* **Excerpted passage**
---*---

Query Cookbook

Practical query recipes for manifest-powered datasets: filtering, combining, and visualizing results

This cookbook collects practical query patterns for manifest-powered datasets. Each recipe shows both the lambda syntax (pandas-native) and the typed proxy DSL (F expressions) side by side, so you can pick whichever reads best for your use case.

1 — Build the example dataset

We model a wildlife observation log with species, weight, maturity, and habitat tags. Weight distributions vary by species to make queries interesting.

import numpy as np
from numpy.typing import NDArray
from typing import Annotated
import atdata
from atdata import ManifestField


@atdata.packable
class Observation:
    """A wildlife observation with queryable metadata."""

    embedding: NDArray
    species: Annotated[str, ManifestField("categorical")]
    weight_kg: Annotated[float, ManifestField("numeric")]
    is_adult: Annotated[bool, ManifestField("categorical")]
    habitats: Annotated[list[str], ManifestField("set")]
import tempfile
from pathlib import Path

tmpdir = Path(tempfile.mkdtemp(prefix="atdata_cookbook_"))
rng = np.random.default_rng(2024)

species_weights = {
    "elephant": (3500, 800),
    "bear": (250, 80),
    "wolf": (40, 12),
    "eagle": (5, 1.5),
    "salmon": (8, 3),
    "mouse": (0.03, 0.01),
}
habitat_pool = ["forest", "desert", "ocean", "mountain", "tundra", "grassland"]

samples = []
for _ in range(800):
    sp = rng.choice(list(species_weights.keys()))
    mean, std = species_weights[sp]
    samples.append(Observation(
        embedding=rng.standard_normal(32).astype(np.float32),
        species=sp,
        weight_kg=round(max(0.01, float(rng.normal(mean, std))), 2),
        is_adult=bool(rng.random() > 0.3),
        habitats=list(rng.choice(habitat_pool, size=rng.integers(1, 4), replace=False)),
    ))

ds = atdata.write_samples(samples, tmpdir / "wildlife.tar", maxcount=200, manifest=True)
print(f"Wrote {len(samples)} observations across {len(ds.list_shards())} shards")

---*---

* **Dataset entries**
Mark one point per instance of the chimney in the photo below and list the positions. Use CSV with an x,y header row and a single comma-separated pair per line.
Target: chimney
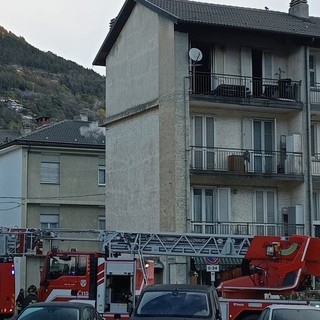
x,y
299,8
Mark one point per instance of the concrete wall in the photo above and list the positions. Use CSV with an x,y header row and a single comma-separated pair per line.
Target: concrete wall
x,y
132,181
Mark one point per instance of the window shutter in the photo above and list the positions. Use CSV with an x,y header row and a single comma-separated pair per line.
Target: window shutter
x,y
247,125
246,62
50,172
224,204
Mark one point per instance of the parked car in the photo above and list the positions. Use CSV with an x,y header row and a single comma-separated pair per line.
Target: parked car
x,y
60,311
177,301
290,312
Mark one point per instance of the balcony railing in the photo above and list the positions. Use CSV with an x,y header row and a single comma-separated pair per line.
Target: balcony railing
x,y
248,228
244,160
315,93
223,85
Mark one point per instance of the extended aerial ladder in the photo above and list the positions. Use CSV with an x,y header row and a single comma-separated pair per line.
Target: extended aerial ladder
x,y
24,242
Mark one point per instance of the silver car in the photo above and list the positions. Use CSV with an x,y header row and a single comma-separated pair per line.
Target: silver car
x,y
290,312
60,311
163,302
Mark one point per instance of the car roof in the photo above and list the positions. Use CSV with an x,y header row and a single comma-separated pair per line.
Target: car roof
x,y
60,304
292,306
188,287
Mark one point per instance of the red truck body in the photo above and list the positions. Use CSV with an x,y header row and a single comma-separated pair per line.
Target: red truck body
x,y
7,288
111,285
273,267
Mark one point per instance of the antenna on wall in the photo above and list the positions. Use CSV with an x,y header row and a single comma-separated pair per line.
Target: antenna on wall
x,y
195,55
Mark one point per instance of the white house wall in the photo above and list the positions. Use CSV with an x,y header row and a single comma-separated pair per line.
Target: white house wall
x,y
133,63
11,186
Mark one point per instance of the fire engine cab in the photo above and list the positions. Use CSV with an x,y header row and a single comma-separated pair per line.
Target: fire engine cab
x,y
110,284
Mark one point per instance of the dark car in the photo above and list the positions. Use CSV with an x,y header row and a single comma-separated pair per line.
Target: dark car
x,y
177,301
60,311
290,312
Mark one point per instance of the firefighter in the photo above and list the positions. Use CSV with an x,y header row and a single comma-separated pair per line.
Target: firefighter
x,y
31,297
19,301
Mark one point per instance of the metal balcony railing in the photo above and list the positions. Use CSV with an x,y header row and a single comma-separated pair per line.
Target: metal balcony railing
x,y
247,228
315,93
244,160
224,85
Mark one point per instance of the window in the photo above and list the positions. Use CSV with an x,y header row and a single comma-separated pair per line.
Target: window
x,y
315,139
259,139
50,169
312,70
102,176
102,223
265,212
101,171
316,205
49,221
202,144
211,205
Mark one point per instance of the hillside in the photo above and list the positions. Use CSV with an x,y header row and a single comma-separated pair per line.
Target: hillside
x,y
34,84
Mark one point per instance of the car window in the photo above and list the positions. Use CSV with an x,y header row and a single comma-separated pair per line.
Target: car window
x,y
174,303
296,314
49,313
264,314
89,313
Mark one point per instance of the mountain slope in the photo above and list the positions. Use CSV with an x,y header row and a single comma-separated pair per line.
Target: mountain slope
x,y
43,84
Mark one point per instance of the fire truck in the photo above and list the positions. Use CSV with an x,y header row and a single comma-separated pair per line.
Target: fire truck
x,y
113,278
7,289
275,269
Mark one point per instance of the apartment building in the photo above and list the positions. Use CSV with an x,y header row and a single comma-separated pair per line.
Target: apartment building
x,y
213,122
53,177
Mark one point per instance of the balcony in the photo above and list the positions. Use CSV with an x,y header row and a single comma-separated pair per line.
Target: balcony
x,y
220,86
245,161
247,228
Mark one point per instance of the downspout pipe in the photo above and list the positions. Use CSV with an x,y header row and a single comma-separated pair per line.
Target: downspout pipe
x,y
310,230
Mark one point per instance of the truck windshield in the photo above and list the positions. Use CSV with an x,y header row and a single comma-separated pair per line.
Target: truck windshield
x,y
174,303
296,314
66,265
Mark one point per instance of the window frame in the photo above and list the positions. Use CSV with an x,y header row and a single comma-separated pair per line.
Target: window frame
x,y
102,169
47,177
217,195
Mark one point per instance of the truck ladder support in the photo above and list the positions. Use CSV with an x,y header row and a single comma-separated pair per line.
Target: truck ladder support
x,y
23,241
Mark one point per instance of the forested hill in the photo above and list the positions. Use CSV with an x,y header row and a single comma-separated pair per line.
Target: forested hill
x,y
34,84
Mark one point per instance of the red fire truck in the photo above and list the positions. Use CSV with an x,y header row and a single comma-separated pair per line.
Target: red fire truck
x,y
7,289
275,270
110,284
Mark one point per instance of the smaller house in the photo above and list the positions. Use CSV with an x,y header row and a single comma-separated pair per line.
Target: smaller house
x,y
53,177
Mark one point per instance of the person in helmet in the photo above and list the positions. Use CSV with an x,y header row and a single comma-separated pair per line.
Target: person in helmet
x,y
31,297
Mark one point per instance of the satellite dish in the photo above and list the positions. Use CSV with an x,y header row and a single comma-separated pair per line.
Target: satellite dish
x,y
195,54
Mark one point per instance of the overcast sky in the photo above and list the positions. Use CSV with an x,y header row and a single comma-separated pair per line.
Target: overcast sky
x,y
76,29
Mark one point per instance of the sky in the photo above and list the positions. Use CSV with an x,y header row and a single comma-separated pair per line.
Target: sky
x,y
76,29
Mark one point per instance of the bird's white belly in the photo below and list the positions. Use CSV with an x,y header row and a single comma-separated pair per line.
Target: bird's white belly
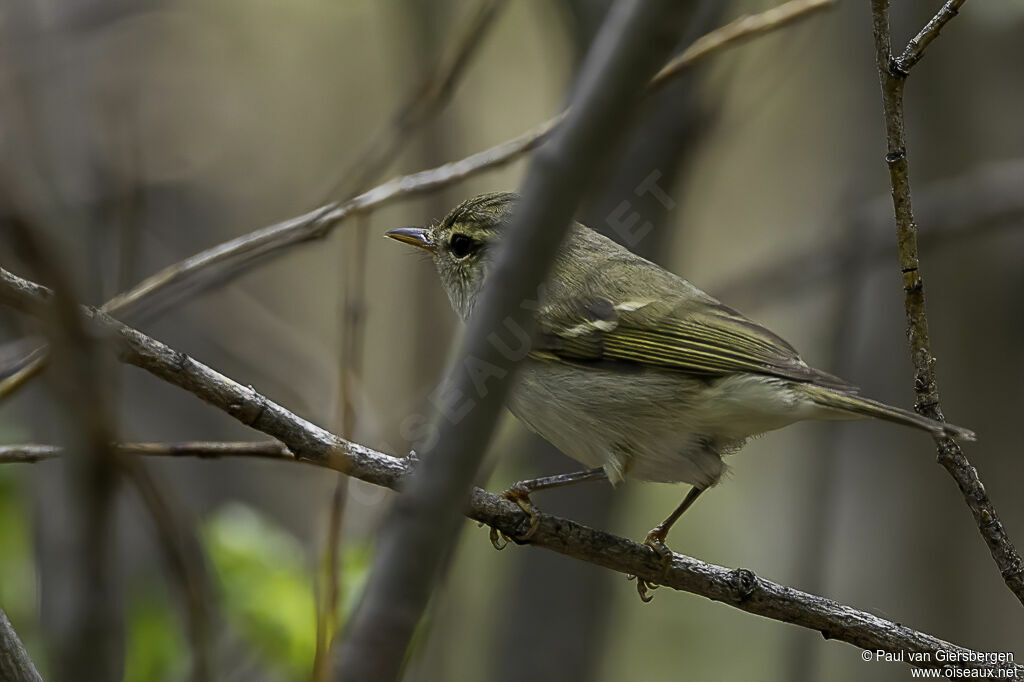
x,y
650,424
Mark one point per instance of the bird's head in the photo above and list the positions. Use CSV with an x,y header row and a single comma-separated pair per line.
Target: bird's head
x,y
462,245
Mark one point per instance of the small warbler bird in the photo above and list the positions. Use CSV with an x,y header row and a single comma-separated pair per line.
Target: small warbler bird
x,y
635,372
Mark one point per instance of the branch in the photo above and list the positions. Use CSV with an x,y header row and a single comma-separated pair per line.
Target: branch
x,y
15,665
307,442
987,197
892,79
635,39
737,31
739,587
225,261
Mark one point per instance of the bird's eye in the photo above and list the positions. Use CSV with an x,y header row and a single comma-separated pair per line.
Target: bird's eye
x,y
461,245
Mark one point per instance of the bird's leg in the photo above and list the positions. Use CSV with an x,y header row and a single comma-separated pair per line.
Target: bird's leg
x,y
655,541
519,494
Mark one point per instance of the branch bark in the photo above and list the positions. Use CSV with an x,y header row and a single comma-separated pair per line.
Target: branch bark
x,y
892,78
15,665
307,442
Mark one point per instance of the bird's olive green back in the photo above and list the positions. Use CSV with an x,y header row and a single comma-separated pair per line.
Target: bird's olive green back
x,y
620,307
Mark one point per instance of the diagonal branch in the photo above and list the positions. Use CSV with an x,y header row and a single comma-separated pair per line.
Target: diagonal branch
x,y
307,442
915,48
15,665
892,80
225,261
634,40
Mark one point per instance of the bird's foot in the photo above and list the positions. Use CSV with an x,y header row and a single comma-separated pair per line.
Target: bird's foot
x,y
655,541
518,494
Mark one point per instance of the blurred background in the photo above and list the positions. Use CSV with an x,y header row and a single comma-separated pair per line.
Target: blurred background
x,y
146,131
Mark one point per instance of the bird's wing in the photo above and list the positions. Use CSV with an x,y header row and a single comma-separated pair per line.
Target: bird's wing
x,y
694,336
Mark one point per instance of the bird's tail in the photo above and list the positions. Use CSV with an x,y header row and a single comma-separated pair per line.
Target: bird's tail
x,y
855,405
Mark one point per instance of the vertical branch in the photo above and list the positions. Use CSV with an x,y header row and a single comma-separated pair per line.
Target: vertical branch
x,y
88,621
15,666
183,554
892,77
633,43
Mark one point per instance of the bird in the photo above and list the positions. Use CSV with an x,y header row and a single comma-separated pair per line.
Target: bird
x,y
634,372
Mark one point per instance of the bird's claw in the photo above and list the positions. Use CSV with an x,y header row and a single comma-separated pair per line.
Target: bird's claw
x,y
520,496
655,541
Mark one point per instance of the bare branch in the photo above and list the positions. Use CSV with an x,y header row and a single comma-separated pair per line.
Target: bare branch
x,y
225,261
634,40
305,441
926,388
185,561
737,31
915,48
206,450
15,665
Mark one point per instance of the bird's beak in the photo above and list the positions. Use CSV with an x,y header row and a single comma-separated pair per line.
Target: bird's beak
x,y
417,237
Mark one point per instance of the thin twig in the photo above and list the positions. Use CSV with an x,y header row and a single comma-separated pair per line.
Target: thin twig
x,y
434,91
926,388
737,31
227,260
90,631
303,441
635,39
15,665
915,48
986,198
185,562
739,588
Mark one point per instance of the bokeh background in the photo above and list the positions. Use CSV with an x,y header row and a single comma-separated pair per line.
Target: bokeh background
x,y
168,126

---*---

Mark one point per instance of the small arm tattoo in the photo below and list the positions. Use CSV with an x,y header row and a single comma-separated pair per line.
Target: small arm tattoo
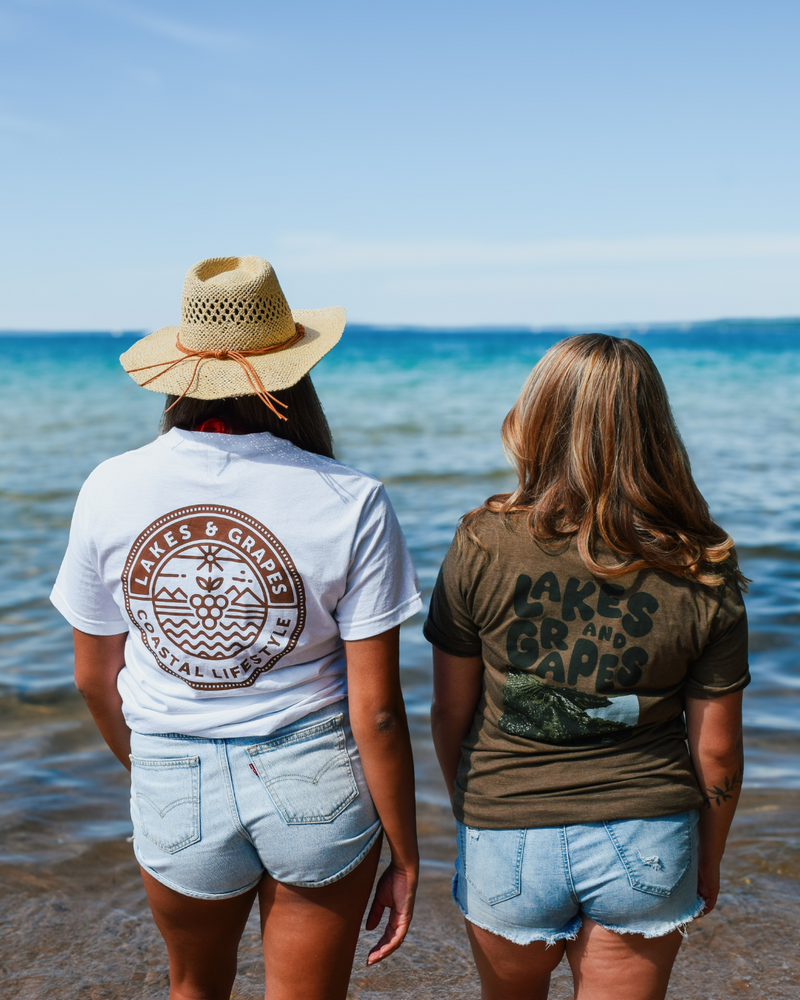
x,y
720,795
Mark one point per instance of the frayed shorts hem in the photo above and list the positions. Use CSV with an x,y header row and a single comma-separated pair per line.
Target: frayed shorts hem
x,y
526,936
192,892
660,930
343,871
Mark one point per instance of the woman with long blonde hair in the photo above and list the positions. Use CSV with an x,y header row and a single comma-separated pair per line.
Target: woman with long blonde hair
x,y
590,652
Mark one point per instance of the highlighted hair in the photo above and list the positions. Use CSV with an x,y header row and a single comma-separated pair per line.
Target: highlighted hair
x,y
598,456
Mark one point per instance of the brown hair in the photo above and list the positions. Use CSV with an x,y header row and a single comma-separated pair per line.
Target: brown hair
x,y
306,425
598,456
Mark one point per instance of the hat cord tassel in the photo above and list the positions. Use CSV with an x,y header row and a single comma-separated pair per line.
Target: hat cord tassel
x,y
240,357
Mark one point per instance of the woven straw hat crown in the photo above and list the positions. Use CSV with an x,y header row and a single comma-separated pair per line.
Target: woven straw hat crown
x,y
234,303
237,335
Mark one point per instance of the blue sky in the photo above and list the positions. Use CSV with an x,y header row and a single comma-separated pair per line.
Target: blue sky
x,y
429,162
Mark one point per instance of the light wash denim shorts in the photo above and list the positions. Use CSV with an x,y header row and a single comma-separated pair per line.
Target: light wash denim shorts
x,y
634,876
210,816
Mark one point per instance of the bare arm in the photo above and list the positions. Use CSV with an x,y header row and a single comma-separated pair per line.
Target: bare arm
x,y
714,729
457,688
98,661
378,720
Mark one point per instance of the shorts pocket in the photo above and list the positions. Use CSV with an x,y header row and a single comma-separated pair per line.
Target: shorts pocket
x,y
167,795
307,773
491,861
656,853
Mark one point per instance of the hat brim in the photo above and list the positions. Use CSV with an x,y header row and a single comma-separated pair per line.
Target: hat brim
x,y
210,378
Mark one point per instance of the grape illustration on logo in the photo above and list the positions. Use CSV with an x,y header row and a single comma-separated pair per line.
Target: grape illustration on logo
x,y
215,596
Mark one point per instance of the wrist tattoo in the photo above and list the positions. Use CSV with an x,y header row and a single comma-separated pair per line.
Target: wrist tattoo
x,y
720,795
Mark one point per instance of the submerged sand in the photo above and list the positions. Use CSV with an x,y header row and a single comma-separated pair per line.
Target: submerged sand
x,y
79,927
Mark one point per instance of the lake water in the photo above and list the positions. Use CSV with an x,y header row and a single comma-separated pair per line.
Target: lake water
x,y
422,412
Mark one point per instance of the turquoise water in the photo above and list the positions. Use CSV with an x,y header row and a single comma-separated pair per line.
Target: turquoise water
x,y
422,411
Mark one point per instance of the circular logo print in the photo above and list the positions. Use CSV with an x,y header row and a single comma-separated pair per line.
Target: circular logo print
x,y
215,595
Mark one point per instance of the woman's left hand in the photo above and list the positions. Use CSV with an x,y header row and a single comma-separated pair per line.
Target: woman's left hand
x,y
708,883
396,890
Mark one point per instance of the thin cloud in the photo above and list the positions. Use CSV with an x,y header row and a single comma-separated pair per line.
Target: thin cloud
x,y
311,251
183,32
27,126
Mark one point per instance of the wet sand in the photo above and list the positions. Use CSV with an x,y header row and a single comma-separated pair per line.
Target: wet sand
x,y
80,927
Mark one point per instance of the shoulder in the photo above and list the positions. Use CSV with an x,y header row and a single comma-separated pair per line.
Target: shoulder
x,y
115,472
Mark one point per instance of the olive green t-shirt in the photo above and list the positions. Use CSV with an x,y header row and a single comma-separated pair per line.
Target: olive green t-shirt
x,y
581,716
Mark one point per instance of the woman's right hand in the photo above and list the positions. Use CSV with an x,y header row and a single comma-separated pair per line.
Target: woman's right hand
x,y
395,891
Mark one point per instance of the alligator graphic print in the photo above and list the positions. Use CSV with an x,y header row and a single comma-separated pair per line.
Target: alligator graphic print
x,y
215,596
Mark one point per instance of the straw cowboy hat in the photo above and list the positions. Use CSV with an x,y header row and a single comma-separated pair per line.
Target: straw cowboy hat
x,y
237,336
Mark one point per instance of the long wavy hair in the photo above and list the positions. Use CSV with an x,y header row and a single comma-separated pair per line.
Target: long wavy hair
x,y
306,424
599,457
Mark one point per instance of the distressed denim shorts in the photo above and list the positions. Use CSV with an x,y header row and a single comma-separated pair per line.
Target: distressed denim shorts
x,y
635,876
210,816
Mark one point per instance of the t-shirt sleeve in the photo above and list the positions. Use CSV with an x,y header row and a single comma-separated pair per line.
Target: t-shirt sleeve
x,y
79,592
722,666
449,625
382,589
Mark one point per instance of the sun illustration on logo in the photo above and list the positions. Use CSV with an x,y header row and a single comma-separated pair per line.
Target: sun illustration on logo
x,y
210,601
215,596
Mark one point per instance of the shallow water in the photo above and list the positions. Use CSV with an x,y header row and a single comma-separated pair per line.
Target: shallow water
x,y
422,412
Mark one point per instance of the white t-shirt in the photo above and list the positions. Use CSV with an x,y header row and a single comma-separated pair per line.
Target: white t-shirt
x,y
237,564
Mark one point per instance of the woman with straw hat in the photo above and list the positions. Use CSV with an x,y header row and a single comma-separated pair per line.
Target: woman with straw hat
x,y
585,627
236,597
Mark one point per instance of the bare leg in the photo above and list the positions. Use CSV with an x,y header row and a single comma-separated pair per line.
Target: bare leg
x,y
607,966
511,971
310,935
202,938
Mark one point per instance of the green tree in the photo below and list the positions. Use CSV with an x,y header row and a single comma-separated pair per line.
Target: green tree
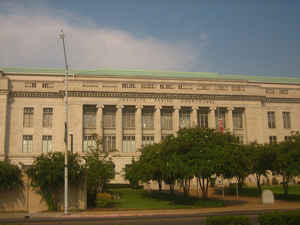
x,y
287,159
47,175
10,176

---*---

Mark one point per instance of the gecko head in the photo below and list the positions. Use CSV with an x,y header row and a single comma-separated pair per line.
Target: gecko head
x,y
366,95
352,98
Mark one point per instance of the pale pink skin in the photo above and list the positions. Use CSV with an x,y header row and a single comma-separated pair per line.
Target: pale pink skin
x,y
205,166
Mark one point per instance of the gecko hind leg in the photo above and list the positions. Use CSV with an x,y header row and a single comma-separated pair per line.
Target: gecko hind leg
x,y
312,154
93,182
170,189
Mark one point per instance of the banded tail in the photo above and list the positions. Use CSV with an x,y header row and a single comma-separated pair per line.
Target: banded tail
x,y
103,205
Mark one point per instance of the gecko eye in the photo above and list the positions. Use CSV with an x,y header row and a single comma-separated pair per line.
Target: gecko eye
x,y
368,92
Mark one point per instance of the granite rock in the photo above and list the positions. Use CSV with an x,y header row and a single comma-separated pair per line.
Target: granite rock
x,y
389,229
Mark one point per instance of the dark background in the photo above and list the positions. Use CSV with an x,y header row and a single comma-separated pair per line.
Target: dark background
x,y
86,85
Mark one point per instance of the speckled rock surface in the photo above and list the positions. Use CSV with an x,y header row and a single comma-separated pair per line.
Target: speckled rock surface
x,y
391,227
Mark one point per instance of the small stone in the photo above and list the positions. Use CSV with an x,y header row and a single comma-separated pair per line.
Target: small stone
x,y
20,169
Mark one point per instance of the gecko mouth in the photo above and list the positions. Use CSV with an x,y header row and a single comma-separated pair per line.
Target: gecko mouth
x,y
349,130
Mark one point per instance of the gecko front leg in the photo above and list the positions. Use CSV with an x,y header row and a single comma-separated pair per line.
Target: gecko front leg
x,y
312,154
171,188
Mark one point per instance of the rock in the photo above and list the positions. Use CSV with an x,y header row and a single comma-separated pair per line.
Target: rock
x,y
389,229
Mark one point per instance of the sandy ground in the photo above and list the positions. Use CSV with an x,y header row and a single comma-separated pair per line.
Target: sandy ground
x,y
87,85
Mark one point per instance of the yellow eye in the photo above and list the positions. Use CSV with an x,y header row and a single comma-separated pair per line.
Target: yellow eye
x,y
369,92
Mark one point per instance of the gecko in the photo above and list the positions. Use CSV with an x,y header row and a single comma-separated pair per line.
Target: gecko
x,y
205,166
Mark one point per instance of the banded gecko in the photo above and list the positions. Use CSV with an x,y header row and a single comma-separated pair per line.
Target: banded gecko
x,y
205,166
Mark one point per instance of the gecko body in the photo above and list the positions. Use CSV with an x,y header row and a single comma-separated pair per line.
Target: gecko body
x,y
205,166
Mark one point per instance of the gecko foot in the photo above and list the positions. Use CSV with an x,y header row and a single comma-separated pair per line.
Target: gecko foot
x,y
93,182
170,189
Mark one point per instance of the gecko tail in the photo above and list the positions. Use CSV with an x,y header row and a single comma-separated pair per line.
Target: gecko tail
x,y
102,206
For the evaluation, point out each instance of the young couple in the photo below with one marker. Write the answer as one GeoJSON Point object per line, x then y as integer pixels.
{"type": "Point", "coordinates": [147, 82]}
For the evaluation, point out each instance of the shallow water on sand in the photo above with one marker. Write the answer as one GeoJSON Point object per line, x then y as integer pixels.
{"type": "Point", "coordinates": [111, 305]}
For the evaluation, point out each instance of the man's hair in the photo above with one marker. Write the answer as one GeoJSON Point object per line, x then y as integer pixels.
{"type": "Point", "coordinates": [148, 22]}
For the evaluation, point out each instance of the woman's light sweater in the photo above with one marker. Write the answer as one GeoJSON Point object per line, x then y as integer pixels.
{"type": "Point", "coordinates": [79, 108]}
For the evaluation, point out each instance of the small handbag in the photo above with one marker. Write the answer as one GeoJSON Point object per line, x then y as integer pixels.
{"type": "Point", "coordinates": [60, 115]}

---*---

* **Written instruction 1**
In the query cookbook, which two syntaxes does each recipe show side by side?
* **Written instruction 2**
Write the next part of the query cookbook, picking up after its final line of code.

* **Reply 1**
The lambda syntax (pandas-native) and the typed proxy DSL (F expressions).

* **Reply 2**
# writing /var/folders/hx/9l078dds5z945qcv8j1hsnr00000gn/T/atdata_cookbook_yfgbs7x7/wildlife-000000.tar 0 0.0 GB 0
# writing /var/folders/hx/9l078dds5z945qcv8j1hsnr00000gn/T/atdata_cookbook_yfgbs7x7/wildlife-000001.tar 200 0.0 GB 200
# writing /var/folders/hx/9l078dds5z945qcv8j1hsnr00000gn/T/atdata_cookbook_yfgbs7x7/wildlife-000002.tar 200 0.0 GB 400
# writing /var/folders/hx/9l078dds5z945qcv8j1hsnr00000gn/T/atdata_cookbook_yfgbs7x7/wildlife-000003.tar 200 0.0 GB 600
Wrote 800 observations across 4 shards

2 — Load manifests and preview

import pandas as pd
from atdata import QueryExecutor
from atdata.manifest import F

executor = QueryExecutor.from_directory(tmpdir)
combined = pd.concat(
    [m.samples for m in executor._manifests if not m.samples.empty],
    ignore_index=True,
)

print(combined[["species", "weight_kg", "is_adult"]].describe().to_string())
print()
print(f"Species: {sorted(combined['species'].unique())}")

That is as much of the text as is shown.